> _Problem details_: Go through the material and pull out every line with the string "segment" in it.
★ ★ ★ ★ ★
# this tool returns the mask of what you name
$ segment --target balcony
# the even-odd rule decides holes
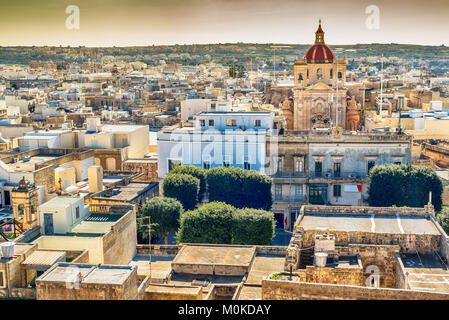
[[[307,172],[278,171],[271,175],[272,178],[307,178]]]
[[[304,203],[305,197],[303,195],[295,195],[292,194],[290,197],[287,194],[275,194],[274,195],[274,202],[298,202],[298,203]]]
[[[368,175],[366,173],[361,172],[355,172],[355,171],[348,171],[348,172],[334,172],[334,171],[323,171],[323,172],[316,172],[312,171],[309,173],[309,177],[311,179],[367,179]]]

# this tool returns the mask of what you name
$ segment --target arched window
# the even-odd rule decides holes
[[[331,69],[330,78],[332,79],[333,77],[334,77],[334,69]]]
[[[338,72],[338,79],[341,79],[342,78],[342,74],[341,74],[341,72]]]
[[[299,81],[304,80],[304,79],[302,78],[302,73],[299,74],[298,80],[299,80]]]
[[[307,69],[307,79],[309,79],[309,69]]]
[[[323,79],[323,71],[321,70],[321,68],[319,68],[319,69],[316,71],[316,77],[317,77],[318,80]]]
[[[109,171],[115,170],[115,159],[114,158],[107,158],[106,159],[106,168]]]

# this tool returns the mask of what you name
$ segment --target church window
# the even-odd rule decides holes
[[[331,69],[330,78],[332,79],[334,77],[334,69]]]
[[[301,81],[301,80],[304,80],[304,79],[302,78],[302,73],[299,74],[298,80],[300,80],[300,81]]]
[[[316,71],[316,77],[318,80],[323,79],[323,71],[321,70],[321,68]]]
[[[18,211],[18,213],[19,213],[19,217],[21,217],[21,216],[23,216],[23,209],[24,209],[25,207],[23,206],[23,204],[19,204],[18,206],[17,206],[17,211]]]
[[[307,70],[307,79],[309,79],[309,70]]]
[[[341,74],[341,72],[339,72],[338,73],[338,79],[341,79],[341,77],[342,77],[342,74]]]

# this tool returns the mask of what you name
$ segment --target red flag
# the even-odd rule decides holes
[[[358,185],[357,185],[357,189],[359,189],[359,192],[362,192],[362,185],[361,185],[361,184],[358,184]]]

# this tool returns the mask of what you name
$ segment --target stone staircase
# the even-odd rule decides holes
[[[314,253],[315,253],[315,250],[313,248],[301,251],[301,259],[299,260],[300,261],[300,265],[299,265],[300,269],[305,269],[306,266],[313,265]]]

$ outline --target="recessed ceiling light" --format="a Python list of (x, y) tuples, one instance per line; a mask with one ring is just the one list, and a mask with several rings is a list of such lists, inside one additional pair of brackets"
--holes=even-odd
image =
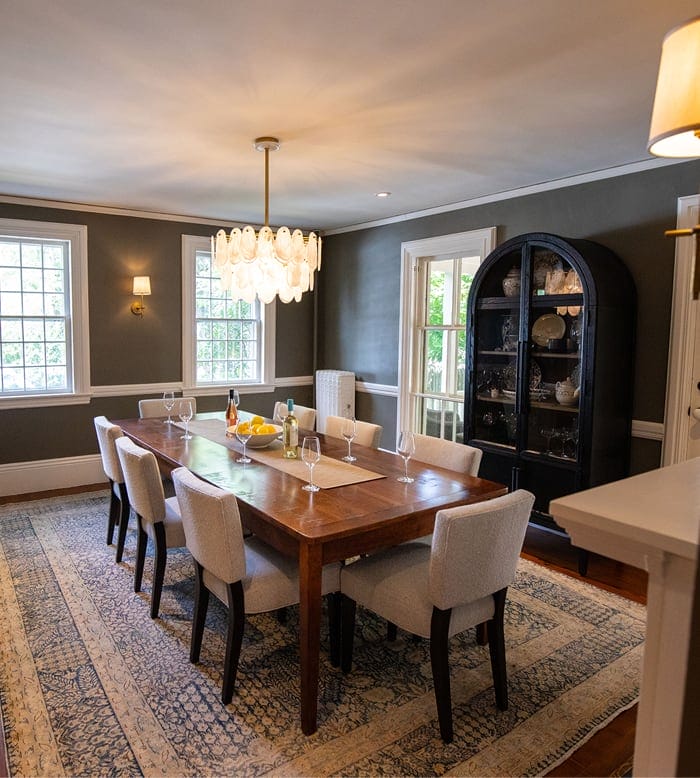
[(377, 197), (389, 197), (391, 192), (377, 192)]

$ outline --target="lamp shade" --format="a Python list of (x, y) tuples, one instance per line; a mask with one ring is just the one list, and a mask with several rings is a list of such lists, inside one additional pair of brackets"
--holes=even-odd
[(150, 276), (134, 276), (133, 294), (146, 295), (151, 293)]
[(648, 150), (700, 157), (700, 16), (664, 38)]

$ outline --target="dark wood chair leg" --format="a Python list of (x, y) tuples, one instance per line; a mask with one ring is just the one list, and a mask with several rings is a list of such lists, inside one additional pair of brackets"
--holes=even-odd
[(277, 616), (277, 621), (280, 624), (286, 624), (287, 623), (287, 609), (286, 608), (278, 608), (275, 611), (275, 615)]
[(204, 585), (204, 568), (194, 559), (194, 612), (192, 614), (192, 637), (190, 638), (190, 662), (199, 662), (202, 650), (202, 636), (209, 608), (209, 589)]
[(588, 559), (590, 552), (585, 548), (578, 549), (578, 574), (584, 578), (588, 575)]
[(117, 485), (109, 479), (109, 519), (107, 521), (107, 545), (112, 545), (114, 539), (114, 527), (119, 523), (119, 497), (117, 496)]
[(493, 595), (495, 612), (489, 625), (489, 654), (491, 655), (491, 674), (496, 705), (500, 710), (508, 708), (508, 673), (506, 670), (506, 642), (503, 629), (503, 615), (506, 608), (508, 589), (501, 589)]
[(330, 660), (333, 667), (340, 667), (340, 592), (328, 595), (328, 632)]
[(243, 630), (245, 629), (245, 606), (243, 584), (240, 581), (228, 584), (228, 632), (226, 635), (226, 657), (224, 658), (224, 682), (221, 687), (221, 701), (228, 705), (233, 697), (241, 656)]
[(136, 542), (136, 566), (134, 567), (134, 591), (141, 591), (141, 581), (143, 580), (143, 565), (146, 561), (146, 546), (148, 545), (148, 535), (141, 525), (141, 517), (136, 514), (136, 523), (139, 528), (138, 540)]
[(340, 669), (349, 673), (352, 668), (352, 644), (355, 637), (357, 605), (344, 594), (340, 595)]
[(124, 555), (124, 543), (126, 542), (126, 531), (129, 528), (129, 514), (131, 513), (131, 505), (129, 504), (129, 495), (126, 491), (126, 484), (118, 484), (118, 486), (121, 510), (119, 513), (118, 521), (119, 534), (117, 535), (117, 564), (122, 561), (122, 556)]
[(151, 589), (151, 618), (158, 618), (160, 595), (165, 579), (165, 563), (168, 559), (168, 544), (165, 539), (165, 525), (158, 521), (153, 525), (155, 535), (155, 556), (153, 560), (153, 587)]
[(393, 643), (396, 640), (397, 635), (397, 629), (396, 624), (393, 624), (391, 621), (387, 621), (386, 623), (386, 639)]
[(485, 646), (489, 642), (488, 621), (476, 625), (476, 642), (480, 646)]
[(451, 743), (454, 736), (452, 731), (450, 665), (447, 654), (451, 615), (451, 609), (443, 611), (433, 607), (433, 616), (430, 620), (430, 665), (433, 669), (433, 686), (440, 735), (445, 743)]

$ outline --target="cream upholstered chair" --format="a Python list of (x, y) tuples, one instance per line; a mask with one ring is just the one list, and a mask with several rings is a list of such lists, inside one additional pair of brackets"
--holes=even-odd
[(129, 494), (124, 483), (124, 474), (122, 466), (117, 455), (115, 441), (121, 438), (124, 433), (117, 424), (112, 424), (106, 416), (95, 416), (95, 432), (97, 433), (97, 445), (102, 457), (102, 468), (109, 479), (109, 519), (107, 522), (107, 545), (112, 544), (114, 538), (114, 528), (119, 528), (117, 535), (117, 556), (116, 561), (122, 561), (124, 553), (124, 541), (126, 539), (126, 529), (129, 523)]
[[(342, 438), (344, 421), (342, 416), (326, 416), (326, 435), (330, 435), (332, 438)], [(357, 443), (358, 446), (377, 448), (383, 429), (379, 424), (357, 420), (355, 421), (356, 435), (353, 443)]]
[[(282, 419), (287, 415), (287, 403), (276, 402), (272, 411), (272, 418)], [(305, 430), (312, 430), (316, 427), (316, 409), (306, 408), (304, 405), (294, 404), (294, 415), (297, 417), (299, 426)]]
[[(194, 558), (195, 603), (190, 661), (198, 662), (209, 593), (228, 606), (228, 631), (221, 700), (231, 702), (236, 683), (246, 613), (264, 613), (299, 602), (296, 561), (256, 537), (243, 539), (236, 496), (202, 481), (185, 467), (173, 470), (187, 548)], [(338, 564), (323, 568), (321, 593), (333, 594), (331, 641), (338, 663)]]
[[(175, 398), (175, 408), (177, 408), (177, 403), (179, 400), (189, 400), (192, 403), (192, 412), (197, 413), (197, 398), (196, 397), (176, 397)], [(175, 416), (177, 416), (177, 411), (173, 409), (171, 413), (175, 413)], [(139, 400), (139, 418), (141, 419), (152, 419), (156, 416), (167, 416), (168, 412), (165, 410), (165, 405), (163, 404), (163, 400), (160, 398), (155, 398), (152, 400)]]
[(503, 615), (534, 495), (518, 490), (438, 511), (432, 547), (404, 543), (342, 568), (341, 667), (349, 672), (355, 605), (430, 638), (430, 661), (442, 739), (453, 737), (449, 638), (488, 622), (496, 704), (508, 707)]
[(412, 457), (415, 461), (469, 475), (479, 475), (482, 455), (480, 448), (417, 432), (413, 438), (416, 441), (416, 453)]
[(160, 595), (165, 578), (165, 563), (169, 548), (185, 545), (177, 497), (165, 499), (158, 463), (152, 452), (137, 446), (127, 437), (116, 442), (129, 500), (136, 512), (139, 535), (136, 546), (134, 591), (141, 591), (146, 546), (151, 538), (155, 546), (153, 586), (151, 588), (151, 618), (158, 617)]

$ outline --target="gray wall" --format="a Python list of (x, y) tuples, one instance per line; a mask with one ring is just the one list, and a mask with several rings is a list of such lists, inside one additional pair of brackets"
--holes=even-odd
[[(352, 370), (358, 379), (398, 381), (401, 243), (496, 226), (498, 242), (525, 232), (587, 238), (615, 251), (637, 286), (634, 419), (663, 422), (677, 198), (695, 194), (700, 162), (686, 162), (401, 221), (324, 239), (319, 277), (318, 367)], [(358, 395), (358, 416), (396, 434), (392, 398)], [(632, 472), (657, 467), (660, 444), (633, 440)]]
[[(90, 373), (93, 386), (179, 382), (181, 358), (182, 235), (209, 236), (216, 228), (191, 223), (84, 213), (0, 203), (0, 218), (85, 224), (88, 228)], [(146, 313), (129, 310), (134, 275), (150, 275)], [(312, 295), (277, 304), (277, 377), (313, 371)], [(276, 399), (312, 403), (312, 387), (246, 395), (245, 407), (271, 414)], [(97, 452), (92, 419), (138, 415), (139, 397), (100, 397), (88, 405), (0, 410), (0, 463)], [(202, 397), (199, 410), (223, 410), (221, 397)]]

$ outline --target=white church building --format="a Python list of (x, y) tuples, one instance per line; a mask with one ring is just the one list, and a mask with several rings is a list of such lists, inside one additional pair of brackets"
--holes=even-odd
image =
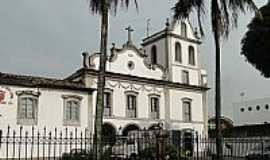
[[(201, 41), (188, 21), (169, 22), (142, 40), (113, 44), (107, 61), (104, 128), (115, 134), (151, 129), (207, 135), (207, 74)], [(64, 128), (93, 132), (98, 53), (83, 53), (83, 67), (63, 79), (0, 72), (0, 130)]]

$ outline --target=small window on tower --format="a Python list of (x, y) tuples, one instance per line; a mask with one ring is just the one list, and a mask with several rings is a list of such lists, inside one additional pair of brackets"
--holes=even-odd
[(188, 71), (182, 72), (182, 83), (189, 84), (189, 72)]
[(195, 65), (195, 50), (194, 47), (188, 47), (188, 62), (190, 65)]
[(187, 38), (187, 25), (185, 22), (181, 23), (181, 35)]
[(175, 43), (175, 61), (182, 62), (182, 47), (179, 42)]
[(155, 45), (151, 48), (151, 63), (157, 64), (157, 47)]

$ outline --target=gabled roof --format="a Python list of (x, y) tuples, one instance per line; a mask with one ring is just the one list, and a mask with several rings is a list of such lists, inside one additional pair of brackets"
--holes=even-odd
[(2, 72), (0, 72), (0, 85), (68, 89), (88, 92), (93, 91), (93, 89), (86, 88), (82, 82), (72, 82), (68, 80), (17, 75)]

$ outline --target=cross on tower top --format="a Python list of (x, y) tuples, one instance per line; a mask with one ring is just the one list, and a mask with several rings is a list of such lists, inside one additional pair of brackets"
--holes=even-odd
[(128, 31), (128, 44), (132, 43), (132, 40), (131, 40), (131, 33), (134, 31), (134, 29), (131, 28), (131, 26), (128, 26), (126, 28), (126, 30)]

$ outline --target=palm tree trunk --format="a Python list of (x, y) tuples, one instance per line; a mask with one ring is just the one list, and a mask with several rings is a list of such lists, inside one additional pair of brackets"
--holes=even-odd
[(99, 59), (98, 84), (97, 84), (95, 136), (94, 136), (96, 160), (102, 160), (102, 123), (103, 123), (105, 72), (107, 60), (107, 43), (108, 43), (108, 8), (106, 5), (106, 0), (102, 0), (100, 59)]
[(221, 51), (220, 51), (220, 36), (218, 32), (214, 32), (215, 47), (216, 47), (216, 97), (215, 97), (215, 110), (216, 110), (216, 152), (217, 159), (223, 159), (222, 147), (222, 133), (221, 133), (221, 89), (220, 89), (220, 73), (221, 73)]

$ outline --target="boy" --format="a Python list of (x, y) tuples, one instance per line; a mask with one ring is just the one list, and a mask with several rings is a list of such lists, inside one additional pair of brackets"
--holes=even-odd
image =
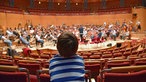
[(49, 64), (51, 82), (84, 82), (83, 58), (76, 54), (78, 39), (70, 32), (62, 33), (57, 39), (58, 55)]

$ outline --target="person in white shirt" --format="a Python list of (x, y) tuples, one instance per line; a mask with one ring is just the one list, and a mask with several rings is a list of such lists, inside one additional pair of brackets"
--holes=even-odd
[(9, 39), (7, 39), (7, 38), (4, 36), (4, 34), (2, 35), (1, 38), (2, 38), (2, 40), (4, 41), (4, 43), (6, 43), (9, 47), (12, 46), (12, 41), (9, 40)]
[(37, 42), (39, 42), (39, 43), (41, 43), (41, 47), (43, 47), (44, 46), (44, 40), (41, 39), (41, 36), (40, 36), (39, 33), (36, 34), (35, 38), (36, 38), (36, 44), (37, 44)]
[(8, 29), (6, 30), (6, 33), (7, 33), (8, 37), (13, 35), (13, 32), (11, 32), (11, 31), (8, 30)]
[(117, 37), (117, 32), (116, 32), (115, 29), (113, 29), (113, 30), (111, 31), (111, 38), (112, 38), (114, 41), (116, 41), (116, 37)]

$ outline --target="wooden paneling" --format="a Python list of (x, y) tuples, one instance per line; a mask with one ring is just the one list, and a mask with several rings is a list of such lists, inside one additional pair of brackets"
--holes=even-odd
[(8, 27), (17, 27), (18, 23), (24, 23), (23, 22), (23, 15), (22, 14), (6, 14), (6, 25)]
[(134, 19), (134, 22), (140, 21), (141, 29), (146, 30), (146, 8), (133, 8), (133, 13), (137, 14), (137, 18)]
[[(132, 14), (136, 13), (138, 20), (141, 22), (142, 30), (146, 30), (146, 9), (145, 8), (135, 8), (132, 13), (129, 14), (106, 14), (106, 15), (85, 15), (85, 16), (41, 16), (41, 15), (23, 15), (23, 14), (10, 14), (10, 13), (0, 13), (0, 26), (3, 27), (17, 27), (18, 23), (25, 25), (27, 20), (32, 21), (32, 24), (43, 26), (48, 26), (51, 24), (62, 25), (63, 23), (67, 25), (72, 24), (97, 24), (101, 25), (103, 22), (115, 23), (119, 21), (122, 24), (123, 20), (129, 22), (132, 19)], [(134, 23), (135, 23), (134, 22)]]
[(30, 20), (33, 25), (42, 24), (45, 27), (49, 24), (67, 25), (72, 24), (103, 24), (103, 22), (114, 23), (115, 21), (131, 20), (131, 14), (111, 14), (111, 15), (86, 15), (86, 16), (39, 16), (39, 15), (22, 15), (22, 14), (0, 14), (0, 25), (17, 27), (18, 23), (25, 25)]

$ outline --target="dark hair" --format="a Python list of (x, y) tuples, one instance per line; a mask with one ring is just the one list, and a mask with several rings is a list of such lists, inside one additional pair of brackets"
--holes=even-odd
[(57, 40), (57, 50), (63, 57), (71, 57), (78, 50), (78, 39), (71, 32), (63, 32)]

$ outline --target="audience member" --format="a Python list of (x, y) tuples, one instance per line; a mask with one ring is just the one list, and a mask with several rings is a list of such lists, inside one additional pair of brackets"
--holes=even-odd
[(64, 32), (57, 40), (59, 54), (49, 63), (51, 82), (84, 82), (84, 60), (76, 54), (77, 37), (73, 33)]

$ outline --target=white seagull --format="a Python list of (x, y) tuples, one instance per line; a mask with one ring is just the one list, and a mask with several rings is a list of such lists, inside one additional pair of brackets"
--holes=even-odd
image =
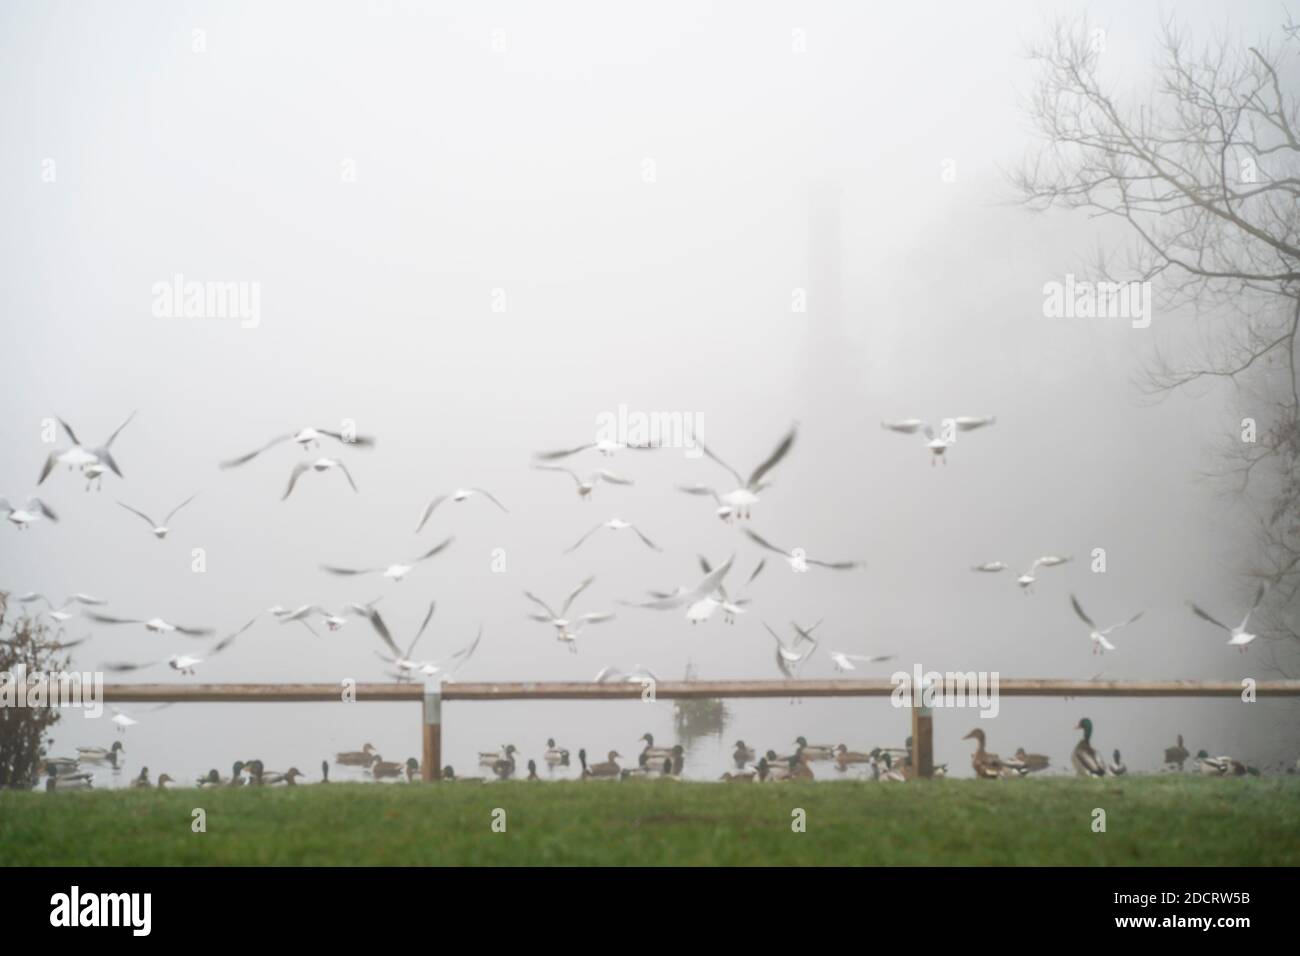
★ ★ ★ ★ ★
> _Exercise output_:
$ segment --target balcony
$ segment --target arched window
$ segment --target church window
$ segment --target red flag
$ segment --target stone staircase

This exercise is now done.